Start Data shown

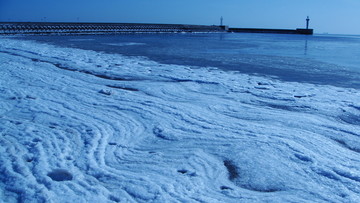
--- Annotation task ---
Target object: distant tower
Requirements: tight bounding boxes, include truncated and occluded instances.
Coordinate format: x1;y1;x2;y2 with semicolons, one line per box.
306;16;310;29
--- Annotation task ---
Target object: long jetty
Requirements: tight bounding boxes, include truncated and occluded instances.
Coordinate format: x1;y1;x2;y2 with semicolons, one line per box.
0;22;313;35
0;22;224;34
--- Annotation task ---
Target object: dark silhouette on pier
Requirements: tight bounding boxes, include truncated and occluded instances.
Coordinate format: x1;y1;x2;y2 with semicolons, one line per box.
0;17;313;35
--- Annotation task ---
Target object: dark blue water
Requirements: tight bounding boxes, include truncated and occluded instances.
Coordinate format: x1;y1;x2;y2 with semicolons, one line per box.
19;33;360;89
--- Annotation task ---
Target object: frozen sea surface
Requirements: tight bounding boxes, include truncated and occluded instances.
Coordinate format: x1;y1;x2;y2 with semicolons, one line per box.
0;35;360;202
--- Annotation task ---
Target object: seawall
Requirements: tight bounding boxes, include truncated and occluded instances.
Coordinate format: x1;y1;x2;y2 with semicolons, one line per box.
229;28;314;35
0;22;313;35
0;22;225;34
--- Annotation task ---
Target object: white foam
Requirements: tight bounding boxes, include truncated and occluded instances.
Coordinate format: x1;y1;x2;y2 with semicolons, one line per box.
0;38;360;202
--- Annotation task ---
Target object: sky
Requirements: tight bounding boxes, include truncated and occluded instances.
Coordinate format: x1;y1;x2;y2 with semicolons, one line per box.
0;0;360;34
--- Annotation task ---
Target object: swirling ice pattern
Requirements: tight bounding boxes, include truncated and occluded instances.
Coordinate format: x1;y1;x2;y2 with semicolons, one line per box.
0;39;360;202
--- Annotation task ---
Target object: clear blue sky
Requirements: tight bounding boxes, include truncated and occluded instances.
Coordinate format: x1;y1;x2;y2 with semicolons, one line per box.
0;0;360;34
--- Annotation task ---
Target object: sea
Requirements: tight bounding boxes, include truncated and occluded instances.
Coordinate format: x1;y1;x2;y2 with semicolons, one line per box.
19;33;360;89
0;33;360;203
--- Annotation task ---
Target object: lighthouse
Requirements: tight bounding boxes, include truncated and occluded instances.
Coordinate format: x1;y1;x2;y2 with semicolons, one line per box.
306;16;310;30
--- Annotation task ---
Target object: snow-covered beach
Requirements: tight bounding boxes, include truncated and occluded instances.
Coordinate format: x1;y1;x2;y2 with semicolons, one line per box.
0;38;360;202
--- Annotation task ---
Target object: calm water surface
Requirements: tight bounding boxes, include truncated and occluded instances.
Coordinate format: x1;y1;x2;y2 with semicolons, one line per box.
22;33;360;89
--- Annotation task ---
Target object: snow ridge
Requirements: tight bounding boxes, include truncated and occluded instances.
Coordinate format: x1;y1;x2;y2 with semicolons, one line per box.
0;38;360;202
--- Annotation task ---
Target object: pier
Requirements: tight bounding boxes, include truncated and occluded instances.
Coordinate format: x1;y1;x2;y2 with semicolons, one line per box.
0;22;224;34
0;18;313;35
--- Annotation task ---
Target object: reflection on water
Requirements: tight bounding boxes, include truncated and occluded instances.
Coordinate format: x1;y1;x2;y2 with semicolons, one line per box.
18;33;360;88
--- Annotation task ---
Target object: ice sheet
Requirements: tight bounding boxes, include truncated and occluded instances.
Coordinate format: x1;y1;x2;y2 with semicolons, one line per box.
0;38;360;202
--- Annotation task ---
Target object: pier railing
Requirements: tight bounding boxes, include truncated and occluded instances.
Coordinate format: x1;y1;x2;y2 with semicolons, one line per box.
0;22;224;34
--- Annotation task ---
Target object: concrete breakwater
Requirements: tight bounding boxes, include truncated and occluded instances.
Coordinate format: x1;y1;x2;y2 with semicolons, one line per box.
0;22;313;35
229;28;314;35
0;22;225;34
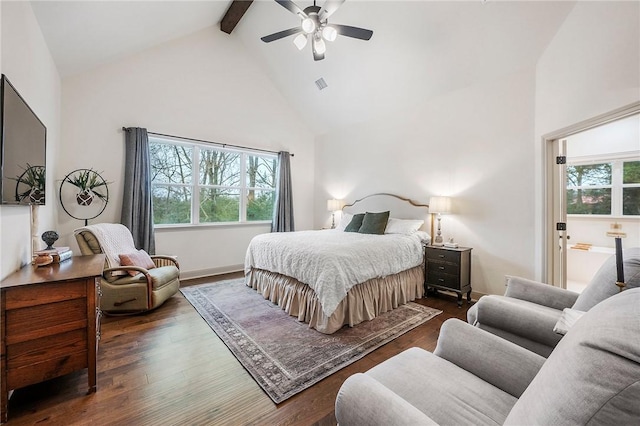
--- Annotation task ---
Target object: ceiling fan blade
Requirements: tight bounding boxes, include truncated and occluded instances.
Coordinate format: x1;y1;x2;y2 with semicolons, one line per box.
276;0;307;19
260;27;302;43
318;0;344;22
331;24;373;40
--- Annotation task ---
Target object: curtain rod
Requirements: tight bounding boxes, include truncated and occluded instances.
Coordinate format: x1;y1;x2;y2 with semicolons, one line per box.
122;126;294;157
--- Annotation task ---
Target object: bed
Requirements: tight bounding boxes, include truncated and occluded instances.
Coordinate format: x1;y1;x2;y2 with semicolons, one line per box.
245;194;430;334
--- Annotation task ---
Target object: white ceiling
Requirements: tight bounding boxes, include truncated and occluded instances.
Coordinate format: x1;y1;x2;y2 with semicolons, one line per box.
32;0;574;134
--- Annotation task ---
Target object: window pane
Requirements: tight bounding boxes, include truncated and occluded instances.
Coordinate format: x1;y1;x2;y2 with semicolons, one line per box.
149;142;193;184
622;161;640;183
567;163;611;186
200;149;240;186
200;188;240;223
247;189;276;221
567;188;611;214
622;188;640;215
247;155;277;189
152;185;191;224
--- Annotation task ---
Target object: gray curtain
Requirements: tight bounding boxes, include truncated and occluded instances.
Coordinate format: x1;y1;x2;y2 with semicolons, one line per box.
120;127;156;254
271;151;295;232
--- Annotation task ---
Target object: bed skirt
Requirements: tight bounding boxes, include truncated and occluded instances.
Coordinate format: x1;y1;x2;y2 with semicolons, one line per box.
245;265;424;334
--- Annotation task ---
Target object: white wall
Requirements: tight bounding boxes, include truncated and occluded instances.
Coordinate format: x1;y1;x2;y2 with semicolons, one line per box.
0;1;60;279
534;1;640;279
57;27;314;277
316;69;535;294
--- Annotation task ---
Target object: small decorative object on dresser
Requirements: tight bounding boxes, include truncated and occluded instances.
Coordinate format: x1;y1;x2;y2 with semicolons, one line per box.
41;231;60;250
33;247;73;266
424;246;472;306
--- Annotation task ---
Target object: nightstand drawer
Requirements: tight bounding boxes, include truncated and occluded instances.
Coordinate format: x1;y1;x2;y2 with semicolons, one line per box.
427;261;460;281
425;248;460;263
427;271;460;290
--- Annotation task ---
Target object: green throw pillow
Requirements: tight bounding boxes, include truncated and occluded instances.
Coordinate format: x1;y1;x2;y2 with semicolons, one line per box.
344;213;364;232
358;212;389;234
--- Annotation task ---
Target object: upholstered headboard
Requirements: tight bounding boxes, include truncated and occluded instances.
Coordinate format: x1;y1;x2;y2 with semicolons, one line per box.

End Data shown
Start Data shown

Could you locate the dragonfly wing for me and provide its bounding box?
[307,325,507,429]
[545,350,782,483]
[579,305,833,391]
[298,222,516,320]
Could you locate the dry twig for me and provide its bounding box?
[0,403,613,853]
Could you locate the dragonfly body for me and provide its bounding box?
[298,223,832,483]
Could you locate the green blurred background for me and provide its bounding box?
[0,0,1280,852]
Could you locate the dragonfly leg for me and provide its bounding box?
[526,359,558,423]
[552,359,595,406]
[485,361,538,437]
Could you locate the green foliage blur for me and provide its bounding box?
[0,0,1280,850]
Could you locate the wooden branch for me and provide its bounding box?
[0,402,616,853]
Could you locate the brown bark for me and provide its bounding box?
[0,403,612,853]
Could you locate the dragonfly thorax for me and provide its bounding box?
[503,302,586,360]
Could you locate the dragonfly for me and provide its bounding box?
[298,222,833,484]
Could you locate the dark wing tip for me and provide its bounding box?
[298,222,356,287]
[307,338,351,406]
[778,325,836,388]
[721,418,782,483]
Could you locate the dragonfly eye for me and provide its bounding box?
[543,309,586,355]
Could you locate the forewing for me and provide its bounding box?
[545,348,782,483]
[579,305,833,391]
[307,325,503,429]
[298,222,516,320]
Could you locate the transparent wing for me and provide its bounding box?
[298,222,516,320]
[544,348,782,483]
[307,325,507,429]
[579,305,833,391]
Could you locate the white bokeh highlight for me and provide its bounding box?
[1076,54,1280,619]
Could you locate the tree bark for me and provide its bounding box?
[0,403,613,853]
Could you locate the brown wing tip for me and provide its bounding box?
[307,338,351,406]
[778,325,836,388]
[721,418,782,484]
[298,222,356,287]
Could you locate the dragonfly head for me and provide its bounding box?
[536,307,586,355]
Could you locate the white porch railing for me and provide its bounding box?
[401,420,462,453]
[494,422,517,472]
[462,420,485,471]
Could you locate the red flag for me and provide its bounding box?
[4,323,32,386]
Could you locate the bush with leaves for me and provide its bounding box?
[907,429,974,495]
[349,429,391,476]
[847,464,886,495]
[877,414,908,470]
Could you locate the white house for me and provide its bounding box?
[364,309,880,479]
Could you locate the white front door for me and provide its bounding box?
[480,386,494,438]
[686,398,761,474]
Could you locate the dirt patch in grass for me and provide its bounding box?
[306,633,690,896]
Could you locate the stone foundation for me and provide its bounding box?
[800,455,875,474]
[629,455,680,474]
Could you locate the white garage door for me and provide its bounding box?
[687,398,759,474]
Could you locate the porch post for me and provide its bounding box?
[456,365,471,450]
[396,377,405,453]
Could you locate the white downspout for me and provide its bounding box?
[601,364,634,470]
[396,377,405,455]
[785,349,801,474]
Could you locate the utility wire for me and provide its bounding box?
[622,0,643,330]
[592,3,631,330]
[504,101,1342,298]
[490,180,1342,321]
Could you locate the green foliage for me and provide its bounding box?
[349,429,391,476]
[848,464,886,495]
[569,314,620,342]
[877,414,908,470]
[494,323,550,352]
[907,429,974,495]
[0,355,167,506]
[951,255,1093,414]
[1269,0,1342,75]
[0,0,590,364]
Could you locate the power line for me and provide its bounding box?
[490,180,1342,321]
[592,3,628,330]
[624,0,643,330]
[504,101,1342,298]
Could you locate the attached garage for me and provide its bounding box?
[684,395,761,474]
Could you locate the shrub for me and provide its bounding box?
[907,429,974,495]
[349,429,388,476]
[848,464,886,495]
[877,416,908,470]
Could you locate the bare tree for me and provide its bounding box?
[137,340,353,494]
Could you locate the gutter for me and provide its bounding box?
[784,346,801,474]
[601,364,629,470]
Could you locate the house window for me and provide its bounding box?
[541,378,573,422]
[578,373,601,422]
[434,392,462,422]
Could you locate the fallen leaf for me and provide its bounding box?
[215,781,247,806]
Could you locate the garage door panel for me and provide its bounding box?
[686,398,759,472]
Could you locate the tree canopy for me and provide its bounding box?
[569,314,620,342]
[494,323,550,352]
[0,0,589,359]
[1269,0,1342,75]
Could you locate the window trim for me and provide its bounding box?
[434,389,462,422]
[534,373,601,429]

End Data shown

● **Short task**
Render the lines above, from the line containing "Could you locate the power" up to and including the line containing "[686,398,759,472]", as a numbered list with blank lines omitted.

● **Answer to this task**
1. Could you locate the power line for me and provide its bounding box?
2. [490,180,1342,321]
3. [592,3,628,330]
4. [624,0,643,330]
5. [504,101,1342,298]
6. Could you locate the attached garage for me and provide its bounding box?
7. [684,395,761,474]
8. Could you locate the shrub for me and provide its bounding box?
9. [907,429,974,495]
10. [349,429,388,476]
11. [848,464,886,495]
12. [877,416,908,470]
13. Could you locate the bare tree for me and provide its bounding box?
14. [137,340,353,494]
15. Could you locate the gutter for me and provide its bounding box?
16. [784,346,801,474]
17. [601,364,629,470]
18. Could you locate the house window for me and provide its bounding box?
19. [541,378,573,422]
20. [578,373,601,422]
21. [434,392,462,422]
22. Could you locate the fallen leaf for me and provide its bounding box?
23. [215,781,247,806]
24. Could you locate the garage door panel for me and provide its bounding box?
25. [686,398,759,472]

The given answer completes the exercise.